------ Records provided
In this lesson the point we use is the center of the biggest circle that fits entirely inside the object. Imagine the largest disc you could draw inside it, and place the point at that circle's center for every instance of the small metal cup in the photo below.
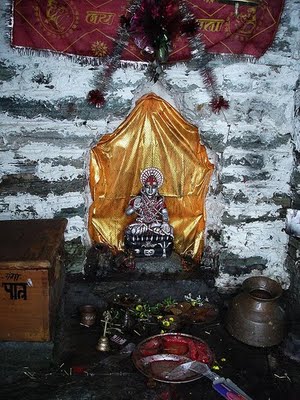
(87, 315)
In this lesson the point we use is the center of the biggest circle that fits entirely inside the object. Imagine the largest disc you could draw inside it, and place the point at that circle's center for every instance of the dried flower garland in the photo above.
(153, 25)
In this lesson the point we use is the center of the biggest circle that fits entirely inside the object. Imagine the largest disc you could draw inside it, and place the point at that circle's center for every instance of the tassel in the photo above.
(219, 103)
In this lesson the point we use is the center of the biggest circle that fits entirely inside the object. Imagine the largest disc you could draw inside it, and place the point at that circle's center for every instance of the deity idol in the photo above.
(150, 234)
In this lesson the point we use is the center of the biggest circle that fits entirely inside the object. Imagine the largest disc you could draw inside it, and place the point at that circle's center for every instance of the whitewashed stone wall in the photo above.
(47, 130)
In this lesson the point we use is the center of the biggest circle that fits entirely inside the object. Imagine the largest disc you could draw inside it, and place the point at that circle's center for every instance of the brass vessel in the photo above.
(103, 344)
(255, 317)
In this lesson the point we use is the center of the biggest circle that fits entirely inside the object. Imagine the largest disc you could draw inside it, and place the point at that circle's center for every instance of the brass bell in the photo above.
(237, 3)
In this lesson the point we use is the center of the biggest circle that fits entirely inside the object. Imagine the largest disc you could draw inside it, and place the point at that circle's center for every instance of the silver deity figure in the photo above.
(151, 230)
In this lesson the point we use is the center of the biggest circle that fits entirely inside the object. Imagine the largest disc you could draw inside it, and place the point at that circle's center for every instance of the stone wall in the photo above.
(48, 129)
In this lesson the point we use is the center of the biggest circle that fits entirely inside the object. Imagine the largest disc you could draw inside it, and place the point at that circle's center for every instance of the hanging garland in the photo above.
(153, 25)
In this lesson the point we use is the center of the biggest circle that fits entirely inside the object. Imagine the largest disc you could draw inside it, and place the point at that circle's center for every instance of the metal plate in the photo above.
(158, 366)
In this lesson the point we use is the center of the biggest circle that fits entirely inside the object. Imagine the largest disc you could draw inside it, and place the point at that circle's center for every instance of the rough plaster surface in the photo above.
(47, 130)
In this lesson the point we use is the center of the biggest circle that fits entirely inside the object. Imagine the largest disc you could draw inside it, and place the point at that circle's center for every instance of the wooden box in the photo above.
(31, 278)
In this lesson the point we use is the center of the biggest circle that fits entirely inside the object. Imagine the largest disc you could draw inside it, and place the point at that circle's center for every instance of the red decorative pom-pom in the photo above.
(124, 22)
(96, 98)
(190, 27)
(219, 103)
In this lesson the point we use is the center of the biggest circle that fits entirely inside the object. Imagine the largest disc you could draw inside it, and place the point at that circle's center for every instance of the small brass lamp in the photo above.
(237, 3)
------------
------ Records provided
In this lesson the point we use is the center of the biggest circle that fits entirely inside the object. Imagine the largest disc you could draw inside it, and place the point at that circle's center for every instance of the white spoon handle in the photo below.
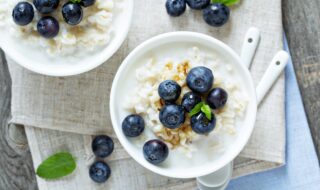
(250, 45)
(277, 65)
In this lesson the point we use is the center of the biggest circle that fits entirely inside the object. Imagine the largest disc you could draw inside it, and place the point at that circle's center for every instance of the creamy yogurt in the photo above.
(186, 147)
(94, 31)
------------
**Given instruction**
Pick out every line of the data above that contains the string "metal", and copy each of those lines in full. Matching is case-sensitive.

**Completed exercise**
In this lesson the point we use is the center of the biggest circle that fits entirely inside the object. Imagine the largest disc you could draw inside it, and place the point at that circle's center for every instance of the small metal cup in the photo below.
In this lesson the point we use is the center of the biggest circle that fits entirely inside the object. Imagine the largest disc you could draw inside it, and place the point at that circle's center for every instance of the metal plate in the photo above.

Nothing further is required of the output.